Directions for this task:
Output the records that follow exactly as they are written.

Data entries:
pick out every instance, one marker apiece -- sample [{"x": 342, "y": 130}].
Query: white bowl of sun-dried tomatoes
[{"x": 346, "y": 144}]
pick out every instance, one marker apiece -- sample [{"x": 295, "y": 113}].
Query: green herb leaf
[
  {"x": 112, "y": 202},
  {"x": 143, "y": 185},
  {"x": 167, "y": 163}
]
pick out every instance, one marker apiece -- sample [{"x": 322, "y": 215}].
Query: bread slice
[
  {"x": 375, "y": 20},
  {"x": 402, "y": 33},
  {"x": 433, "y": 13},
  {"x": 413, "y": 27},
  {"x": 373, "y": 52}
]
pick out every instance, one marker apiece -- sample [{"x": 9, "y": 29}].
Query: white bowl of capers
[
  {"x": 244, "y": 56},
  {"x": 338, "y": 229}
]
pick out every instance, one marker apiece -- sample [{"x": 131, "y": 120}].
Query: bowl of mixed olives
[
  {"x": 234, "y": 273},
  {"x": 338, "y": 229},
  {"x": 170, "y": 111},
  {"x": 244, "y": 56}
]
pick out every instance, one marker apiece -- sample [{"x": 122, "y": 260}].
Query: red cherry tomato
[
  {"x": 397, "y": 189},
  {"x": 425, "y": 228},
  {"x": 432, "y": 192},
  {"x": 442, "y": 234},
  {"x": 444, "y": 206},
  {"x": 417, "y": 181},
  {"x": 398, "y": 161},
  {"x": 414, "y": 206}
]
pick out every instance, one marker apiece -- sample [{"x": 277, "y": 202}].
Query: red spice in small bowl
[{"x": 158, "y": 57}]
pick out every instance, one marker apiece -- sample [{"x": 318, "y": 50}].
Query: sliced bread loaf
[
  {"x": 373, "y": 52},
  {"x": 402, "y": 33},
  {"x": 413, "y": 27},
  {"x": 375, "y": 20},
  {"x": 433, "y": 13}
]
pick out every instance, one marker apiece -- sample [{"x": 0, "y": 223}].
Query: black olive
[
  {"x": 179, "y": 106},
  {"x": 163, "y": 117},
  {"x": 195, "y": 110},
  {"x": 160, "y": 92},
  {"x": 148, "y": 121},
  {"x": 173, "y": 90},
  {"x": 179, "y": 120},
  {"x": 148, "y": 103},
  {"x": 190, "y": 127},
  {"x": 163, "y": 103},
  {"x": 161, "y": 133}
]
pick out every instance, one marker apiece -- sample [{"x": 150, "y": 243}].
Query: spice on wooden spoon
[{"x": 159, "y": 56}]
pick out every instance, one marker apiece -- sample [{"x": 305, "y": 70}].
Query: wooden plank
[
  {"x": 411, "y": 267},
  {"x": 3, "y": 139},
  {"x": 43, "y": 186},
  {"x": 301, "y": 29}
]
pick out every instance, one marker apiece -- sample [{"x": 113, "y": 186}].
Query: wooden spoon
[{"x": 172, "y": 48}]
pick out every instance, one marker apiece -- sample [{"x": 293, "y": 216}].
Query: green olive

Solution for this task:
pick out every instance, one marker apiece -- sample [{"x": 342, "y": 130}].
Query: white bowl of sun-dried tomatoes
[{"x": 346, "y": 144}]
pick out every instance, one marker apiece -- sample [{"x": 295, "y": 113}].
Query: green herb leaf
[
  {"x": 112, "y": 202},
  {"x": 143, "y": 185},
  {"x": 167, "y": 163}
]
pick out every instance, one marker apiece -- sample [{"x": 322, "y": 215}].
Query: bread slice
[
  {"x": 375, "y": 20},
  {"x": 402, "y": 33},
  {"x": 433, "y": 13},
  {"x": 413, "y": 27},
  {"x": 373, "y": 52}
]
pick out every instance, one marker apiece -- sample [{"x": 9, "y": 29}].
Query: white bowl of capers
[
  {"x": 244, "y": 56},
  {"x": 338, "y": 229}
]
pick out every instance, one marker apiece -- sample [{"x": 131, "y": 120}].
Query: bowl of mixed olives
[
  {"x": 234, "y": 273},
  {"x": 338, "y": 229},
  {"x": 170, "y": 111},
  {"x": 244, "y": 56}
]
pick out every instance, one marker apiece -- sample [{"x": 122, "y": 260}].
Query: red cherry tomato
[
  {"x": 397, "y": 189},
  {"x": 425, "y": 228},
  {"x": 432, "y": 192},
  {"x": 442, "y": 234},
  {"x": 444, "y": 206},
  {"x": 417, "y": 181},
  {"x": 398, "y": 161},
  {"x": 414, "y": 206}
]
pick out every instance, one marker apiece -- sample [{"x": 277, "y": 202}].
Query: red spice in small bowl
[{"x": 158, "y": 57}]
pick out every instance, one marker apiece -- sample [{"x": 318, "y": 50}].
Query: sliced bread loaf
[
  {"x": 373, "y": 52},
  {"x": 402, "y": 33},
  {"x": 413, "y": 27},
  {"x": 375, "y": 20},
  {"x": 433, "y": 13}
]
pick out every instance, one marker apiece -- sample [{"x": 0, "y": 223}].
Query: black olive
[
  {"x": 179, "y": 106},
  {"x": 163, "y": 117},
  {"x": 195, "y": 110},
  {"x": 160, "y": 92},
  {"x": 148, "y": 121},
  {"x": 173, "y": 90},
  {"x": 179, "y": 120},
  {"x": 148, "y": 103},
  {"x": 190, "y": 127},
  {"x": 163, "y": 103},
  {"x": 161, "y": 133}
]
pick out every instance, one marker apiece -- sample [{"x": 150, "y": 243}].
Query: spice on wooden spoon
[{"x": 159, "y": 56}]
pick out every instance, one marker apiece -- sample [{"x": 305, "y": 70}].
Query: wooden plank
[
  {"x": 411, "y": 267},
  {"x": 3, "y": 139},
  {"x": 43, "y": 186},
  {"x": 301, "y": 29}
]
pick out every instance, one marker apiece -- sample [{"x": 113, "y": 186}].
Query: wooden spoon
[{"x": 172, "y": 48}]
pick out every instance, one marker apiece -- sample [{"x": 293, "y": 216}].
Query: green olive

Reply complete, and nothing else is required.